### Task description
Copy every record exactly, with nothing left out.

### Data
• • • • •

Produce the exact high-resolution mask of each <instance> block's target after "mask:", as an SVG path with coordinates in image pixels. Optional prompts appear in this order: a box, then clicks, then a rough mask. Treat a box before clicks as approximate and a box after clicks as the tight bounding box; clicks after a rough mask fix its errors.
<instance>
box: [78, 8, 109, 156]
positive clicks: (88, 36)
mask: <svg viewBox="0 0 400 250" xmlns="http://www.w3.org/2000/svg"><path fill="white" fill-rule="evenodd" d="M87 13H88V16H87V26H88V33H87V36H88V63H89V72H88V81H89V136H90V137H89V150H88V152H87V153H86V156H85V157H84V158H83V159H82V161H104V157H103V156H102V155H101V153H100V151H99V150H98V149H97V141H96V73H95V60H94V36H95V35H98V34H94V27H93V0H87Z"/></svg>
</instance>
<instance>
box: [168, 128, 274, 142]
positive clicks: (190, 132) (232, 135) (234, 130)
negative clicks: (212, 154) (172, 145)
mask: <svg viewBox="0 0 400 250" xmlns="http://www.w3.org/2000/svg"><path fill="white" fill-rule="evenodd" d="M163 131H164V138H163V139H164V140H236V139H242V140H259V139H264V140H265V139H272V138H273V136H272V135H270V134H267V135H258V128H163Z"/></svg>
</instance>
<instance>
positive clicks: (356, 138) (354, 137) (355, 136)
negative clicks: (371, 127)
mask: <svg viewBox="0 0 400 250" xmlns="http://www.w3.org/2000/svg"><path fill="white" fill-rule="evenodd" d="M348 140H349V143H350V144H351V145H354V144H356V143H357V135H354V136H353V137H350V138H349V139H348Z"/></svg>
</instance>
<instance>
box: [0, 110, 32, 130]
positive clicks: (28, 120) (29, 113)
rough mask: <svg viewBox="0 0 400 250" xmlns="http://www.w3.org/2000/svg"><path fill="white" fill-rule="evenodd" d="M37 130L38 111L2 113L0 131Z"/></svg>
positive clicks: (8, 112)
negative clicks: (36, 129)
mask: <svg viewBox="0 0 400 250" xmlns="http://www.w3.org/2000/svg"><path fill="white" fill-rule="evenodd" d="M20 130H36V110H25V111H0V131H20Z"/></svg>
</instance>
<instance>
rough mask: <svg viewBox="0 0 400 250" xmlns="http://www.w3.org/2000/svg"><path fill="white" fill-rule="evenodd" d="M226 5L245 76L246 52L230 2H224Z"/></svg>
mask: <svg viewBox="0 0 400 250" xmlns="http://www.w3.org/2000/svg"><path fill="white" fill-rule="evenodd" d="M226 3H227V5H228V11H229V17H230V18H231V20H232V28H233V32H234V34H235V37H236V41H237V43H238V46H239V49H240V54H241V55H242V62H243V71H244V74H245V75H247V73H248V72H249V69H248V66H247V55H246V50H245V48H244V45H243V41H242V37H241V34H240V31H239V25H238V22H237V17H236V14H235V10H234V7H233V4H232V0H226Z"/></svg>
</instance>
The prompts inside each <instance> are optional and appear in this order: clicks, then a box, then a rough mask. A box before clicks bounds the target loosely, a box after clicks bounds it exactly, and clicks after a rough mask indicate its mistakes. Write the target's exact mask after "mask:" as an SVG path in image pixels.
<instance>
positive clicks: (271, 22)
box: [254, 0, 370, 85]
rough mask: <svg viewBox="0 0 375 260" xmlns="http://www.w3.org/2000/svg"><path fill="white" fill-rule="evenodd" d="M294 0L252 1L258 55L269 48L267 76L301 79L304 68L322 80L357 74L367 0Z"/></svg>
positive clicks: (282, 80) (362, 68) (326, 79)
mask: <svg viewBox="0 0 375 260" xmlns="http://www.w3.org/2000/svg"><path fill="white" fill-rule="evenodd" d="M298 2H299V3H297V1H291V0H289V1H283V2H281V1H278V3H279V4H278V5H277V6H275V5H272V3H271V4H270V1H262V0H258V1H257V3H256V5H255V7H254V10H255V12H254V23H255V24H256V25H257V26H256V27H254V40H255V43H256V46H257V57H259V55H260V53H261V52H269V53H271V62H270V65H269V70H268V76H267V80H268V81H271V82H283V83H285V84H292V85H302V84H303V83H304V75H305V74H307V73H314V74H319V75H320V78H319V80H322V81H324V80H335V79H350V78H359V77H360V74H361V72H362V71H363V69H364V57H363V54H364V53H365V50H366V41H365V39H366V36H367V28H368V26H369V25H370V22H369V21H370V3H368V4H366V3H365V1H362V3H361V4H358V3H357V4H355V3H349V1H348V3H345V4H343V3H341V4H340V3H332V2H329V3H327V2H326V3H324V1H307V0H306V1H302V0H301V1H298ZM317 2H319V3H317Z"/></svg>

• • • • •

### Written solution
Produce the exact high-resolution mask of each <instance> block's target after "mask:", as an SVG path with coordinates in image pixels. Optional prompts appear in this order: a box, then clicks, then a rough mask. Treat a box before clicks as approximate and a box after clicks as the tight bounding box; clicks after a rough mask fix its errors.
<instance>
box: [78, 8, 109, 156]
positive clicks: (88, 36)
mask: <svg viewBox="0 0 400 250" xmlns="http://www.w3.org/2000/svg"><path fill="white" fill-rule="evenodd" d="M87 13H88V16H87V26H88V33H87V36H88V63H89V72H88V81H89V136H90V137H89V150H88V152H87V153H86V156H85V157H84V158H83V159H82V161H104V157H103V156H102V155H101V153H100V151H99V150H98V149H97V141H96V73H95V60H94V36H95V35H98V34H94V27H93V0H87Z"/></svg>
</instance>
<instance>
box: [168, 128, 274, 142]
positive clicks: (190, 132) (232, 135) (234, 130)
negative clicks: (212, 154) (172, 145)
mask: <svg viewBox="0 0 400 250" xmlns="http://www.w3.org/2000/svg"><path fill="white" fill-rule="evenodd" d="M163 131H164V138H163V139H164V140H236V139H242V140H259V139H264V140H265V139H272V138H273V136H272V135H270V134H267V135H258V128H163Z"/></svg>
</instance>
<instance>
positive clicks: (356, 138) (354, 137) (355, 136)
negative clicks: (371, 127)
mask: <svg viewBox="0 0 400 250" xmlns="http://www.w3.org/2000/svg"><path fill="white" fill-rule="evenodd" d="M348 140H349V143H350V144H351V145H354V144H356V143H357V135H354V136H353V137H350V138H349V139H348Z"/></svg>
</instance>
<instance>
box: [0, 110, 32, 130]
positive clicks: (28, 120) (29, 113)
rough mask: <svg viewBox="0 0 400 250" xmlns="http://www.w3.org/2000/svg"><path fill="white" fill-rule="evenodd" d="M37 130L38 111L2 113L0 131Z"/></svg>
positive clicks: (8, 112)
negative clicks: (36, 129)
mask: <svg viewBox="0 0 400 250" xmlns="http://www.w3.org/2000/svg"><path fill="white" fill-rule="evenodd" d="M20 130H36V110H25V111H0V131H20Z"/></svg>
</instance>
<instance>
rough mask: <svg viewBox="0 0 400 250" xmlns="http://www.w3.org/2000/svg"><path fill="white" fill-rule="evenodd" d="M226 5L245 76L246 52L230 2H224Z"/></svg>
mask: <svg viewBox="0 0 400 250" xmlns="http://www.w3.org/2000/svg"><path fill="white" fill-rule="evenodd" d="M226 3H227V5H228V11H229V17H230V18H231V20H232V28H233V32H234V34H235V37H236V41H237V43H238V46H239V49H240V54H241V55H242V62H243V71H244V74H245V75H247V73H248V72H249V69H248V66H247V55H246V50H245V48H244V45H243V41H242V37H241V34H240V31H239V25H238V22H237V17H236V14H235V10H234V7H233V4H232V0H226Z"/></svg>
</instance>
The prompts inside each <instance> are optional and appear in this order: clicks, then a box, then a rough mask. A box before clicks bounds the target loosely, a box after clicks bounds it exactly, and clicks after a rough mask indicate its mistakes. Write the target's exact mask after "mask:" as an SVG path in image pixels.
<instance>
positive clicks: (271, 22)
box: [254, 0, 370, 85]
rough mask: <svg viewBox="0 0 375 260" xmlns="http://www.w3.org/2000/svg"><path fill="white" fill-rule="evenodd" d="M294 0L252 1L258 55L269 48L267 76L301 79L304 68L322 80L357 74L367 0Z"/></svg>
positive clicks: (282, 80) (362, 68) (326, 79)
mask: <svg viewBox="0 0 375 260" xmlns="http://www.w3.org/2000/svg"><path fill="white" fill-rule="evenodd" d="M298 2H299V3H297V1H291V0H289V1H283V2H281V1H278V3H279V4H278V5H277V6H275V5H272V3H271V4H270V1H262V0H258V1H257V3H256V5H255V7H254V10H255V12H254V23H255V24H256V25H257V26H256V27H254V40H255V43H256V46H257V57H259V55H260V53H261V52H269V53H271V62H270V65H269V70H268V76H267V80H268V81H271V82H283V83H285V84H292V85H302V84H303V83H304V75H305V74H307V73H314V74H319V75H320V78H319V80H322V81H324V80H335V79H350V78H359V77H360V74H361V72H362V71H363V69H364V57H363V54H364V53H365V50H366V41H365V39H366V36H367V28H368V26H369V25H370V22H369V21H370V3H368V4H366V3H365V1H362V3H361V4H358V3H357V4H355V3H349V1H348V3H345V4H343V3H341V4H340V3H332V2H329V3H327V2H326V3H324V1H307V0H306V1H302V0H301V1H298ZM317 2H319V3H317Z"/></svg>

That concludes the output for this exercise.